Rewrite the data below, switching each "axis-aligned bounding boxes" to "upright rectangular boxes" and keeping everything else the same. Leave the pictures out of your answer.

Records of labeled boxes:
— start —

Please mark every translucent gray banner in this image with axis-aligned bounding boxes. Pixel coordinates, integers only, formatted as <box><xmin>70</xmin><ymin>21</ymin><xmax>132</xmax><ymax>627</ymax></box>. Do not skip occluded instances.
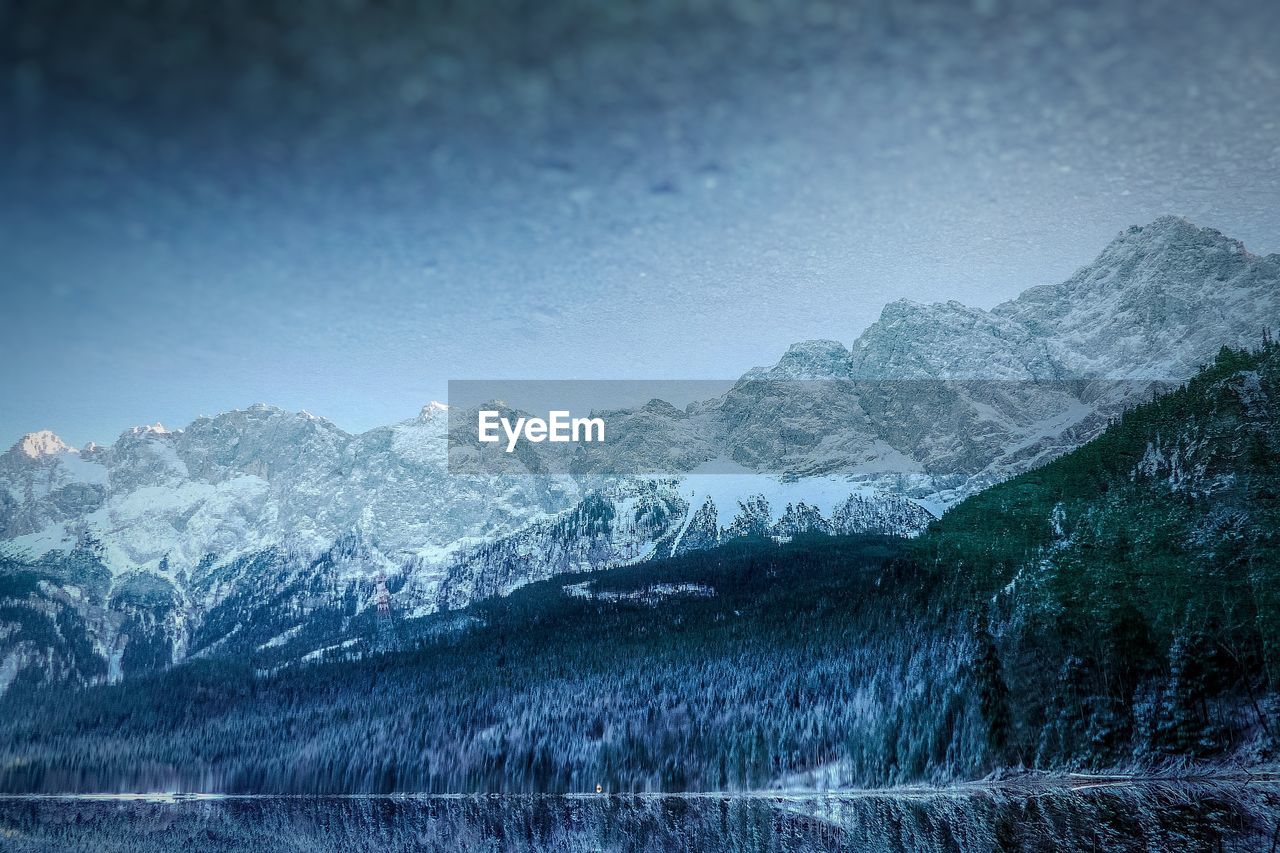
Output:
<box><xmin>448</xmin><ymin>375</ymin><xmax>1176</xmax><ymax>482</ymax></box>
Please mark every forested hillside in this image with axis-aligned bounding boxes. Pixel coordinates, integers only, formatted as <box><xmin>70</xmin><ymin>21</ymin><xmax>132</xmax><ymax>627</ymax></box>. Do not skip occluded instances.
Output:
<box><xmin>0</xmin><ymin>345</ymin><xmax>1280</xmax><ymax>792</ymax></box>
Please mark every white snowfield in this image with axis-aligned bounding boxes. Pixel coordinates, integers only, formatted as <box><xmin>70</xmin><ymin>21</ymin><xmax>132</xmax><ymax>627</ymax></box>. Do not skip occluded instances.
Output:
<box><xmin>0</xmin><ymin>218</ymin><xmax>1280</xmax><ymax>680</ymax></box>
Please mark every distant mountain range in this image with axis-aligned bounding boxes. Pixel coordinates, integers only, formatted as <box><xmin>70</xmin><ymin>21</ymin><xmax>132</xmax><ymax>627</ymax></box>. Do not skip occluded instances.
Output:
<box><xmin>0</xmin><ymin>218</ymin><xmax>1280</xmax><ymax>690</ymax></box>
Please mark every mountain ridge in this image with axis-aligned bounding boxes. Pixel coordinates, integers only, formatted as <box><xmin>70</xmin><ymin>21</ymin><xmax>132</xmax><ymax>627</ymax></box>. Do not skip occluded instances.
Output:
<box><xmin>0</xmin><ymin>218</ymin><xmax>1280</xmax><ymax>691</ymax></box>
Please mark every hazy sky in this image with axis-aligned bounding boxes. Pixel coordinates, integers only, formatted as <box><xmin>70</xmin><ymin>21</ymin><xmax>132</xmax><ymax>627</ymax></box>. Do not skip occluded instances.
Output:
<box><xmin>0</xmin><ymin>0</ymin><xmax>1280</xmax><ymax>446</ymax></box>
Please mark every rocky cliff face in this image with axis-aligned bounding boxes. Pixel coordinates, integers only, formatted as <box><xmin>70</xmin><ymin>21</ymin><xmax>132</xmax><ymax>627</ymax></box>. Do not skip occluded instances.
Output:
<box><xmin>0</xmin><ymin>219</ymin><xmax>1280</xmax><ymax>689</ymax></box>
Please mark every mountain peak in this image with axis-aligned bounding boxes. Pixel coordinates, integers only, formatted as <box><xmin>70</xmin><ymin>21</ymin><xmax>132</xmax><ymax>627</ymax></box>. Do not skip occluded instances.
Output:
<box><xmin>749</xmin><ymin>339</ymin><xmax>850</xmax><ymax>379</ymax></box>
<box><xmin>417</xmin><ymin>400</ymin><xmax>449</xmax><ymax>423</ymax></box>
<box><xmin>13</xmin><ymin>429</ymin><xmax>70</xmax><ymax>459</ymax></box>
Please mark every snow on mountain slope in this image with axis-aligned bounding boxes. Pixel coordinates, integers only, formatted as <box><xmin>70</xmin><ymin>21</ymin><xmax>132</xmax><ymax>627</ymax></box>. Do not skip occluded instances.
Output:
<box><xmin>0</xmin><ymin>218</ymin><xmax>1280</xmax><ymax>684</ymax></box>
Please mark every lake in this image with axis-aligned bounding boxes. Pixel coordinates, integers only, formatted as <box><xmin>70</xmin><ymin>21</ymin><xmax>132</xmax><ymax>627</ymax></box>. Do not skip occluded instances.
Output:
<box><xmin>0</xmin><ymin>781</ymin><xmax>1280</xmax><ymax>853</ymax></box>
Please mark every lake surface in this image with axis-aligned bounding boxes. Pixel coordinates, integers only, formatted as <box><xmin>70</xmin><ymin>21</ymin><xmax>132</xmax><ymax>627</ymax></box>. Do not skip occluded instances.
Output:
<box><xmin>0</xmin><ymin>781</ymin><xmax>1280</xmax><ymax>853</ymax></box>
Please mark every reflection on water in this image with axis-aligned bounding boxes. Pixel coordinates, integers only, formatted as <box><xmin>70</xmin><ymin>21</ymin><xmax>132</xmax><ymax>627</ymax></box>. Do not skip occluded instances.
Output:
<box><xmin>0</xmin><ymin>783</ymin><xmax>1280</xmax><ymax>853</ymax></box>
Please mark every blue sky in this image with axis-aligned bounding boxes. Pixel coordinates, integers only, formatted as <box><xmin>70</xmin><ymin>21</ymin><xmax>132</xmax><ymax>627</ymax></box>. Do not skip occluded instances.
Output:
<box><xmin>0</xmin><ymin>0</ymin><xmax>1280</xmax><ymax>446</ymax></box>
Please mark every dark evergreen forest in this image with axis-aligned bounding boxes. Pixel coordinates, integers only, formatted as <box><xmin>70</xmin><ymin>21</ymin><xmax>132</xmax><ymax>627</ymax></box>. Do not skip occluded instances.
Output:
<box><xmin>0</xmin><ymin>345</ymin><xmax>1280</xmax><ymax>793</ymax></box>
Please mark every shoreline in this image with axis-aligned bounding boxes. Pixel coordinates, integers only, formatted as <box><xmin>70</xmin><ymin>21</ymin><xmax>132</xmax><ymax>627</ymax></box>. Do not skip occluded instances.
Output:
<box><xmin>0</xmin><ymin>770</ymin><xmax>1280</xmax><ymax>803</ymax></box>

— end —

Task response.
Please mark every translucent gray banner in this image with upright rectangular boxes. Pixel coordinates, integers only, formatted as <box><xmin>70</xmin><ymin>21</ymin><xmax>132</xmax><ymax>627</ymax></box>. Do not skip occluded instances.
Output:
<box><xmin>448</xmin><ymin>375</ymin><xmax>1176</xmax><ymax>482</ymax></box>
Please mark every forested hillside in this image with upright rectangular boxes. Pixel coordinates, integers only, formatted as <box><xmin>70</xmin><ymin>21</ymin><xmax>132</xmax><ymax>627</ymax></box>. Do not skip occluded instances.
Output:
<box><xmin>0</xmin><ymin>345</ymin><xmax>1280</xmax><ymax>792</ymax></box>
Please mark every white snowfield in this image with upright rectangular boxes. Pixel coordinates, integers only, formatted as <box><xmin>70</xmin><ymin>21</ymin><xmax>132</xmax><ymax>627</ymax></box>. Do not skip occluded instances.
Output:
<box><xmin>0</xmin><ymin>218</ymin><xmax>1280</xmax><ymax>680</ymax></box>
Please mark every distant mountain range in this image with upright rectangular boxes. Pixel coordinates, integers only, formatted as <box><xmin>70</xmin><ymin>21</ymin><xmax>132</xmax><ymax>627</ymax></box>. Do not skip occluded instances.
Output:
<box><xmin>0</xmin><ymin>218</ymin><xmax>1280</xmax><ymax>690</ymax></box>
Please mark every mountain ridge in this image with upright rectangular boxes. Pixel coordinates, integers only, formatted as <box><xmin>70</xmin><ymin>21</ymin><xmax>132</xmax><ymax>627</ymax></box>. Do not skip occluded instances.
Output:
<box><xmin>0</xmin><ymin>218</ymin><xmax>1280</xmax><ymax>691</ymax></box>
Please mark every hazy sky in this image with upright rectangular boxes. Pixel coordinates, integers only, formatted as <box><xmin>70</xmin><ymin>21</ymin><xmax>132</xmax><ymax>627</ymax></box>. Do not skip occluded instances.
Output:
<box><xmin>0</xmin><ymin>0</ymin><xmax>1280</xmax><ymax>446</ymax></box>
Please mark every rocky cliff face in this image with upright rectangular boxes. Pixel coordinates, integers only, formatted as <box><xmin>70</xmin><ymin>21</ymin><xmax>132</xmax><ymax>627</ymax></box>. Do not skip occluded instances.
Output:
<box><xmin>0</xmin><ymin>219</ymin><xmax>1280</xmax><ymax>689</ymax></box>
Please mark every mountain peak in this image with upright rectangular boxes. Pixel coordinates, integers only, formatted as <box><xmin>70</xmin><ymin>21</ymin><xmax>132</xmax><ymax>627</ymax></box>. Do not skip occluded instances.
Output:
<box><xmin>749</xmin><ymin>339</ymin><xmax>850</xmax><ymax>379</ymax></box>
<box><xmin>417</xmin><ymin>400</ymin><xmax>449</xmax><ymax>423</ymax></box>
<box><xmin>13</xmin><ymin>429</ymin><xmax>70</xmax><ymax>459</ymax></box>
Please mark every snow on mountain slope in this image with upright rectangular boxes. Pixel coordinates, integers only, formatted as <box><xmin>70</xmin><ymin>21</ymin><xmax>132</xmax><ymax>627</ymax></box>. Do not skip occluded instances.
Output:
<box><xmin>0</xmin><ymin>218</ymin><xmax>1280</xmax><ymax>684</ymax></box>
Please mark every lake in this image with upright rectangular boxes. Pixel coordinates, integers only, formatted as <box><xmin>70</xmin><ymin>21</ymin><xmax>132</xmax><ymax>627</ymax></box>. Do not skip occluded instances.
Output:
<box><xmin>0</xmin><ymin>781</ymin><xmax>1280</xmax><ymax>853</ymax></box>
Please mark every lake surface in this image with upright rectangular boxes. Pixel coordinates, integers only, formatted as <box><xmin>70</xmin><ymin>21</ymin><xmax>132</xmax><ymax>627</ymax></box>. Do not skip occluded instances.
Output:
<box><xmin>0</xmin><ymin>781</ymin><xmax>1280</xmax><ymax>853</ymax></box>
Please mark every reflection on water in this image with upright rectangular boxes. Pixel coordinates, integers only, formatted as <box><xmin>70</xmin><ymin>21</ymin><xmax>132</xmax><ymax>627</ymax></box>. Do not skip occluded instances.
Output:
<box><xmin>0</xmin><ymin>783</ymin><xmax>1280</xmax><ymax>853</ymax></box>
Please mark every blue sky in this image with upright rectangular boxes. Pixel coordinates, integers only, formatted as <box><xmin>70</xmin><ymin>21</ymin><xmax>132</xmax><ymax>627</ymax></box>. Do not skip occluded instances.
Output:
<box><xmin>0</xmin><ymin>0</ymin><xmax>1280</xmax><ymax>446</ymax></box>
Please mark every dark evergreen forest in this image with upright rectangular boxes. Pixel coordinates, integers only, formatted as <box><xmin>70</xmin><ymin>21</ymin><xmax>132</xmax><ymax>627</ymax></box>. Do not skip occluded instances.
Output:
<box><xmin>0</xmin><ymin>345</ymin><xmax>1280</xmax><ymax>793</ymax></box>
Please mark every shoreline in this image with upright rectangular boxes. Pixel coordinates, integers only, formatted as <box><xmin>70</xmin><ymin>21</ymin><xmax>132</xmax><ymax>627</ymax></box>. Do not skip occluded instances.
Output:
<box><xmin>0</xmin><ymin>770</ymin><xmax>1280</xmax><ymax>803</ymax></box>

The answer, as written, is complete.